Reproduce the lines of the listing below, starting with the line that contains "Place one keypoint on each instance of the flower cluster" and continuing through the end of the listing, with both of those included.

[START OF RECORDS FOR THE EXERCISE]

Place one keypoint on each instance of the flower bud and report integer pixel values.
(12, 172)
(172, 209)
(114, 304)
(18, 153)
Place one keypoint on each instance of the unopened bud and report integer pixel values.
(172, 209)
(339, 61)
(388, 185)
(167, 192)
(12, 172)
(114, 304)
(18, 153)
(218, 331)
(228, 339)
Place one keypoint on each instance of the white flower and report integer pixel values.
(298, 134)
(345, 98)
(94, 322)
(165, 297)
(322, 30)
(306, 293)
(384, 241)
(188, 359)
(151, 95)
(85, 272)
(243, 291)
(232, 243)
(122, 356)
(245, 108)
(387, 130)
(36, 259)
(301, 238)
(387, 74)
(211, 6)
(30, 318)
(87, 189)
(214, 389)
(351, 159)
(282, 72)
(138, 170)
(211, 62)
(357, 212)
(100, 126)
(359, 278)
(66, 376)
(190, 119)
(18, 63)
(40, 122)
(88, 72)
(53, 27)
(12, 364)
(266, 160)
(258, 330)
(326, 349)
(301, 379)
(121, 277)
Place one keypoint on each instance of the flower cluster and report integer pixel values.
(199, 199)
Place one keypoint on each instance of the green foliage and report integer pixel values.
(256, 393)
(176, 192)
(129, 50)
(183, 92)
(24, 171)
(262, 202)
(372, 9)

[END OF RECORDS FOR THE EXERCISE]

_REPLY TO THE TASK_:
Place one keypoint on each instance of the flower cluster and report integer pixel values.
(199, 199)
Place one keypoint on each instance of the green foliage and report integer pixel values.
(256, 393)
(176, 192)
(129, 50)
(183, 92)
(24, 171)
(262, 202)
(372, 9)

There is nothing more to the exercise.